Exercise aim: Copy the listing from its first line through the line that contains "[[679, 25]]", switching "overcast" to "cloudy" and keeping everything else the same.
┌─ Supplied information
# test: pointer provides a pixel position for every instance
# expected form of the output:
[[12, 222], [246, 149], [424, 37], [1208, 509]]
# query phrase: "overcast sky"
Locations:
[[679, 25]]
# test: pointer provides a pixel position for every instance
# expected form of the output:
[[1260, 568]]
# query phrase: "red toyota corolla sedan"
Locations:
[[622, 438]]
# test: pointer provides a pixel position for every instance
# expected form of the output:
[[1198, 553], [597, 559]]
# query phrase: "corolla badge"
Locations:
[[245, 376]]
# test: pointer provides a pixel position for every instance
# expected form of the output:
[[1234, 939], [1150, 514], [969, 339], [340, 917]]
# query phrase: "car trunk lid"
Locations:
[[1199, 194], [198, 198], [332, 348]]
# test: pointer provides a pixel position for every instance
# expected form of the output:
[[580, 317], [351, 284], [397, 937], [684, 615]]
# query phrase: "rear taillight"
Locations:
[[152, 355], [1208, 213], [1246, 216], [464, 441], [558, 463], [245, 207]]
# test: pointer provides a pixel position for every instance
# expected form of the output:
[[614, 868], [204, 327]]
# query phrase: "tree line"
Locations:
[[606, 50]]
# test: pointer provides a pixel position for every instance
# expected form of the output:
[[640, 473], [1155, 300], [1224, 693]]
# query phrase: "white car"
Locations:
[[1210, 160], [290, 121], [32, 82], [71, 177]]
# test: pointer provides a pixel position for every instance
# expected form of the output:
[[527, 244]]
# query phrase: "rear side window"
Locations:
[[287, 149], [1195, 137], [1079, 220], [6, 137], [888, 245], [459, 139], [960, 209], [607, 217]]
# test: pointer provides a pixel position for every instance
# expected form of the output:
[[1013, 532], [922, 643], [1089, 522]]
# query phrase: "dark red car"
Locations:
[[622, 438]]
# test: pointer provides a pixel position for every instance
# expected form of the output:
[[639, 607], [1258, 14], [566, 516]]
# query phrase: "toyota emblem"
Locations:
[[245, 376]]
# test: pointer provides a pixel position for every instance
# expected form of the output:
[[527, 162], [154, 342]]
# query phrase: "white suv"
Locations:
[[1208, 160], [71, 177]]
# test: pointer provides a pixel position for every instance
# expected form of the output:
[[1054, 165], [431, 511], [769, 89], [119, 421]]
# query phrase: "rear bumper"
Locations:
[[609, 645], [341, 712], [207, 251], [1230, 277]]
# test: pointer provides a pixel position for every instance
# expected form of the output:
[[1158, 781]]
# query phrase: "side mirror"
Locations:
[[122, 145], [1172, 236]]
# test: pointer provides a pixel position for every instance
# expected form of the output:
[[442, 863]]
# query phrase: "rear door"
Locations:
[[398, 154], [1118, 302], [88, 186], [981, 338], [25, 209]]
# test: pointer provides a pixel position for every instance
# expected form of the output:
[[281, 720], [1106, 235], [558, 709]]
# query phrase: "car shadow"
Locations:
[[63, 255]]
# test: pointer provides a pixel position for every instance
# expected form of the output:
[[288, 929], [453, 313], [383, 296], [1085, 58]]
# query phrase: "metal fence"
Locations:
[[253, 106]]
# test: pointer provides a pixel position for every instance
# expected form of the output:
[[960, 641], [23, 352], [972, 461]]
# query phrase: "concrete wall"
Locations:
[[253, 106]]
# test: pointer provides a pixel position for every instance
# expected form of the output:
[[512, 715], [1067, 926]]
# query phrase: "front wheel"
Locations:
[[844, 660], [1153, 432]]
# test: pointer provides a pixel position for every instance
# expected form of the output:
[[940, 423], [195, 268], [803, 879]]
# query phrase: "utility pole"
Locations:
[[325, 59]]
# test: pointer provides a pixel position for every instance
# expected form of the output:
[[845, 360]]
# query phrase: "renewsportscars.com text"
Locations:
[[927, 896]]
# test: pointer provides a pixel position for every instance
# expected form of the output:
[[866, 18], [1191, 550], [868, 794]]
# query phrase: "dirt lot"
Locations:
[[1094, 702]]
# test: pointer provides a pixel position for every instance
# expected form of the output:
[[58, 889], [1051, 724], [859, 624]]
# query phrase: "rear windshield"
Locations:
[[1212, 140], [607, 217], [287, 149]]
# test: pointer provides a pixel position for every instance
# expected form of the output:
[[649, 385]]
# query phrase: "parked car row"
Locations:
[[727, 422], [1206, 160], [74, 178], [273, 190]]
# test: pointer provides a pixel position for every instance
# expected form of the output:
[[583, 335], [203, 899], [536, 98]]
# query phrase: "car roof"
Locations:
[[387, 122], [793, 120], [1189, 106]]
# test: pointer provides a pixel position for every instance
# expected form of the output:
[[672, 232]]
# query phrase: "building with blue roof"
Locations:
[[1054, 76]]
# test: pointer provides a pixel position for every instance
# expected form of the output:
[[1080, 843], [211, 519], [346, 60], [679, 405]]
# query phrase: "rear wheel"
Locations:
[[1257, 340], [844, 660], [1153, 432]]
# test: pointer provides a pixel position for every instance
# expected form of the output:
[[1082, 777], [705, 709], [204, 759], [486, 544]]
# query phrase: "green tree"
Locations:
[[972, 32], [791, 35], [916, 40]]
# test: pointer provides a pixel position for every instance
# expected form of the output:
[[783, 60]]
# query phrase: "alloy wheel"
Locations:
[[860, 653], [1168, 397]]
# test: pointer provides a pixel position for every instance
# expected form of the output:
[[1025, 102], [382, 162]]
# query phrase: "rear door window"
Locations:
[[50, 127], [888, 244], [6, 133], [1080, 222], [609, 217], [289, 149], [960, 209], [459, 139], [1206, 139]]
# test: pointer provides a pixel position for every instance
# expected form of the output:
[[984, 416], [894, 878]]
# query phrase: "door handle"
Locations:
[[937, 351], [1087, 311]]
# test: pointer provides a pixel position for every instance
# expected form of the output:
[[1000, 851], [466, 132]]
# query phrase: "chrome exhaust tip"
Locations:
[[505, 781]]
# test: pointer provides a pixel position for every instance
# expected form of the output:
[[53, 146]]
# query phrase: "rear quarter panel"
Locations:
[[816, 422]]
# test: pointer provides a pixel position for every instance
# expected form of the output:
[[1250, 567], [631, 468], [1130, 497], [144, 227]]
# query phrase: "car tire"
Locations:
└─
Answer to this task:
# test: pointer provides a pixel position for every instance
# expected form of the output:
[[12, 222], [246, 149], [424, 37], [1208, 509]]
# query phrase: "cloudy sky"
Locations:
[[679, 25]]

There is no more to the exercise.